## Task statement
Please recast the lines below as a Markdown table with a "Number" column and a "Line" column, skipping blank lines. Leave the pictures out of the answer.

-- Data section start --

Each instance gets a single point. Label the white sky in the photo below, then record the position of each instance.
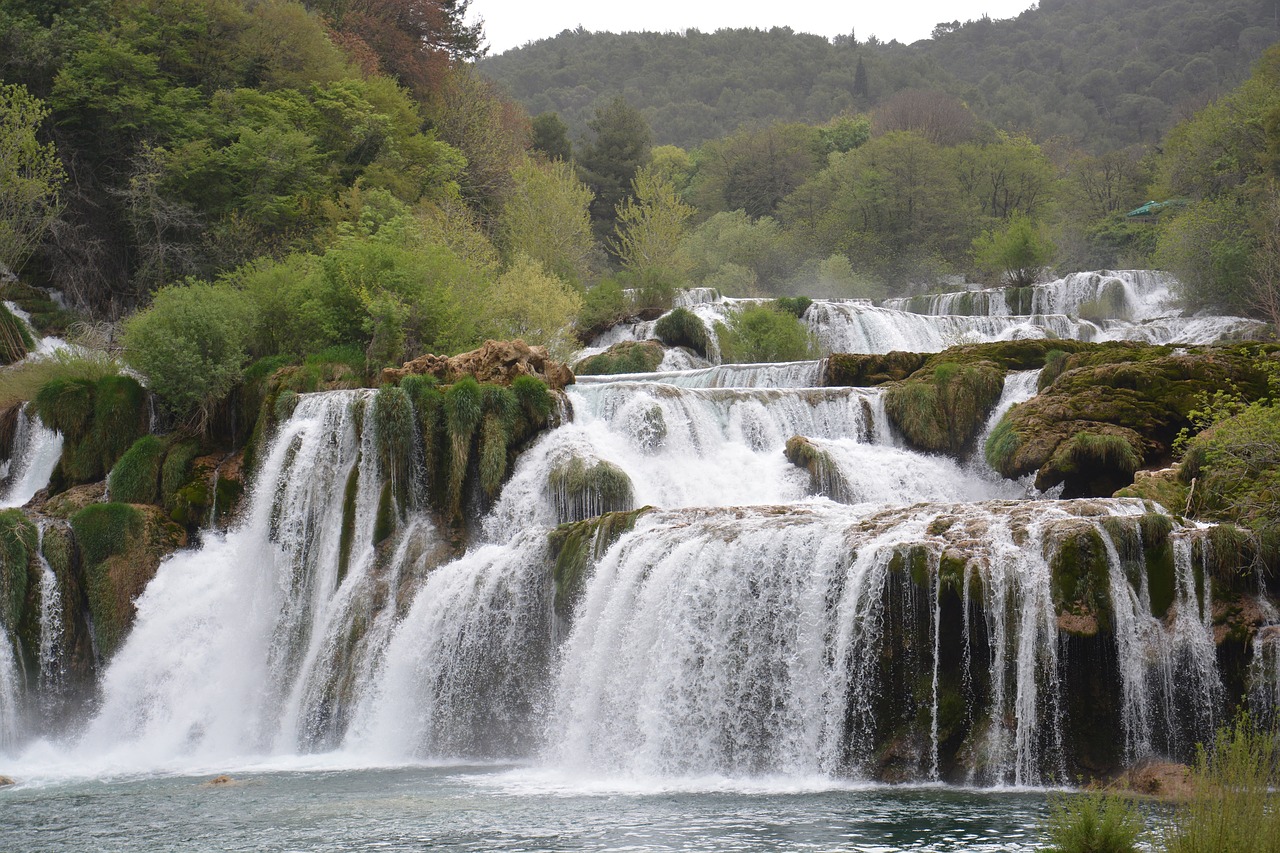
(510, 23)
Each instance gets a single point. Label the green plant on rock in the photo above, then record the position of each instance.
(629, 356)
(762, 333)
(1093, 821)
(136, 477)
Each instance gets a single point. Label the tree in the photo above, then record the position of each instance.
(547, 218)
(611, 159)
(1015, 254)
(650, 226)
(191, 346)
(551, 137)
(31, 177)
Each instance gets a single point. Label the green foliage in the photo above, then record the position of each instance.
(682, 328)
(136, 475)
(31, 177)
(627, 356)
(16, 341)
(1093, 821)
(1015, 254)
(191, 346)
(17, 547)
(760, 333)
(1233, 806)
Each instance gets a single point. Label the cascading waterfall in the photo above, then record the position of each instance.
(36, 451)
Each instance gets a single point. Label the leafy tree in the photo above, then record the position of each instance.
(191, 346)
(547, 218)
(528, 302)
(609, 162)
(650, 226)
(762, 333)
(1014, 254)
(551, 137)
(31, 176)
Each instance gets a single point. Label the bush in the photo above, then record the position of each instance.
(1093, 822)
(191, 346)
(136, 475)
(682, 328)
(1232, 808)
(762, 333)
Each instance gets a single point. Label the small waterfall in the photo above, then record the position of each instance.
(36, 451)
(263, 639)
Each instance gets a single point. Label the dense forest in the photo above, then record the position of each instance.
(1097, 74)
(342, 178)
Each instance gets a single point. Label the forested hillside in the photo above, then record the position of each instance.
(1098, 73)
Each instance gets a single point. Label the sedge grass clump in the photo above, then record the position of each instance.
(136, 477)
(1093, 822)
(1233, 807)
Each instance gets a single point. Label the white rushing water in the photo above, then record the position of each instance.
(892, 615)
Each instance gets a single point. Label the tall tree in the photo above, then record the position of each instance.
(609, 162)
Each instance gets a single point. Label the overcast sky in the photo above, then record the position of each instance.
(510, 23)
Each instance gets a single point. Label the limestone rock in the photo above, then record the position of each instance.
(494, 363)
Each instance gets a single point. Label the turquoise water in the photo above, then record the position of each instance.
(502, 808)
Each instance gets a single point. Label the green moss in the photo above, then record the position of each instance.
(136, 477)
(16, 341)
(629, 356)
(176, 470)
(576, 546)
(682, 328)
(347, 534)
(18, 538)
(794, 305)
(387, 518)
(944, 410)
(583, 491)
(119, 416)
(853, 370)
(1079, 574)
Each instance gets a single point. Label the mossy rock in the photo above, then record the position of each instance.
(681, 328)
(629, 356)
(1138, 395)
(576, 546)
(1079, 576)
(824, 475)
(136, 477)
(588, 488)
(122, 546)
(853, 370)
(942, 409)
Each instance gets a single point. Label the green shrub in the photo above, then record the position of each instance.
(1093, 822)
(136, 475)
(627, 356)
(794, 305)
(1232, 808)
(191, 346)
(759, 333)
(682, 328)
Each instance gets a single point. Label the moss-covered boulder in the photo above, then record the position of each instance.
(576, 546)
(682, 328)
(855, 370)
(824, 475)
(584, 488)
(629, 356)
(1115, 409)
(122, 546)
(942, 409)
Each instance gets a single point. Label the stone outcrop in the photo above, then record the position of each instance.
(494, 363)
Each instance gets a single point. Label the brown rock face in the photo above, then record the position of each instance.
(496, 363)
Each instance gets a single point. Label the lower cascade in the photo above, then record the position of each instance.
(720, 573)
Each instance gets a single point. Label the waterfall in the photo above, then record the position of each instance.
(263, 639)
(36, 451)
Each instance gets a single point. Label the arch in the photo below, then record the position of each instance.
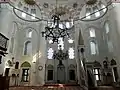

-- Data section end --

## Expected answer
| Number | Line |
|---|---|
| 1 | Each instance gets a single point. Label the white sky in the photo below, then record the position of each instance. |
| 2 | (510, 23) |
| 3 | Each instance gets a single point. Label the green plant on rock in the photo above, then record the position of each instance. |
| 4 | (629, 356) |
| 5 | (762, 333) |
| 6 | (1093, 821) |
| 7 | (136, 477) |
| 8 | Each instance gets a single point. Label the tree in the photo above, then record the position of each instance. |
| 9 | (547, 218) |
| 10 | (611, 159) |
| 11 | (1015, 254) |
| 12 | (650, 226) |
| 13 | (191, 346) |
| 14 | (551, 137) |
| 15 | (31, 177) |
| 16 | Each instance gets a single point. Label the green foliage in the photo above, then record the position of each instance. |
| 17 | (682, 328) |
| 18 | (136, 475) |
| 19 | (31, 177) |
| 20 | (627, 356) |
| 21 | (16, 341) |
| 22 | (1093, 821) |
| 23 | (1015, 254) |
| 24 | (191, 346) |
| 25 | (17, 547) |
| 26 | (760, 333) |
| 27 | (1233, 806) |
| 28 | Each instance gets a single point. Label the cascading waterfall in the photo above, then record the position of each instance. |
| 29 | (36, 451) |
| 30 | Each instance gets a single point. Label the leafy tree in the photo above, then record the position of each instance. |
| 31 | (191, 346) |
| 32 | (547, 218) |
| 33 | (528, 302) |
| 34 | (609, 162) |
| 35 | (650, 226) |
| 36 | (762, 333) |
| 37 | (1014, 254) |
| 38 | (551, 137) |
| 39 | (31, 176) |
| 40 | Each instance gets a single point. Label the bush in the photo above, then record the position of each instance. |
| 41 | (1093, 822) |
| 42 | (191, 346) |
| 43 | (136, 475) |
| 44 | (682, 328) |
| 45 | (1232, 808) |
| 46 | (762, 333) |
| 47 | Each instance gets a single point. Label the small waterfall in the photo above, then record the position of each instance. |
| 48 | (36, 451) |
| 49 | (263, 639) |
| 50 | Each instance gets a single point. Label the dense forest in the photo above, then record the position of each instance. |
| 51 | (1097, 74) |
| 52 | (342, 178) |
| 53 | Each instance gets a single point. Label the forested hillside in the photo above, then record the position of each instance. |
| 54 | (1098, 73) |
| 55 | Each instance gets a single point. Label the sedge grass clump in the photo above, then record the position of each instance. |
| 56 | (136, 477) |
| 57 | (1093, 822) |
| 58 | (1233, 807) |
| 59 | Each instance gets a single point. Label the white rushing water in the photo above, then record the position of each instance. |
| 60 | (892, 615) |
| 61 | Each instance gets a single point. Label the tall tree in the photo above, then record the position of each instance. |
| 62 | (609, 162) |
| 63 | Each instance gets a single point. Label the overcast sky in the photo above, then record the position of each instance. |
| 64 | (510, 23) |
| 65 | Each instance gets a single point. Label the limestone rock in the photo above, then record the position of each instance. |
| 66 | (494, 363) |
| 67 | Each instance gets a single point. Label the turquoise water in the photo above, then record the position of each instance. |
| 68 | (502, 808) |
| 69 | Each instance gets a single point. Label the green moss in the photo above, then record the position of each instance. |
| 70 | (136, 477) |
| 71 | (16, 341) |
| 72 | (629, 356) |
| 73 | (176, 470) |
| 74 | (576, 546) |
| 75 | (682, 328) |
| 76 | (347, 534) |
| 77 | (18, 538) |
| 78 | (794, 305) |
| 79 | (387, 518) |
| 80 | (944, 410) |
| 81 | (583, 491) |
| 82 | (119, 416) |
| 83 | (853, 370) |
| 84 | (1079, 574) |
| 85 | Each instance gets a single point. Label the mossy rock in the photo above, then record the position of each instance. |
| 86 | (681, 328) |
| 87 | (629, 356) |
| 88 | (1138, 395) |
| 89 | (576, 546) |
| 90 | (1079, 576) |
| 91 | (824, 475) |
| 92 | (136, 477) |
| 93 | (588, 488) |
| 94 | (122, 546) |
| 95 | (853, 370) |
| 96 | (942, 409) |
| 97 | Each instance gets a single point. Label the green shrub in the photo above, then record the position of each instance. |
| 98 | (1093, 822) |
| 99 | (136, 475) |
| 100 | (627, 356) |
| 101 | (794, 305) |
| 102 | (1232, 808) |
| 103 | (191, 346) |
| 104 | (759, 333) |
| 105 | (682, 328) |
| 106 | Each instance gets a single point. Label the moss-covered boulder in the photo above, then record the position of each instance. |
| 107 | (576, 546) |
| 108 | (682, 328) |
| 109 | (855, 370) |
| 110 | (824, 475) |
| 111 | (584, 488) |
| 112 | (629, 356) |
| 113 | (1115, 409) |
| 114 | (122, 546) |
| 115 | (942, 409) |
| 116 | Each instance gets a single point. Label the stone outcrop in the photo above, then record the position of each instance. |
| 117 | (494, 363) |
| 118 | Each instance gets a single point. Label the brown rock face in the photo above, then record the position of each instance. |
| 119 | (496, 363) |
| 120 | Each instance gets a single point. Label the lower cascade in the photo above, then record the position of each instance. |
| 121 | (720, 573) |
| 122 | Each instance gets a single point. Label the waterfall in the photo above, then record the position of each instance. |
| 123 | (263, 639) |
| 124 | (36, 451) |
| 125 | Each instance gets a single point. Label the arch in the photo below, then record the position of each instance. |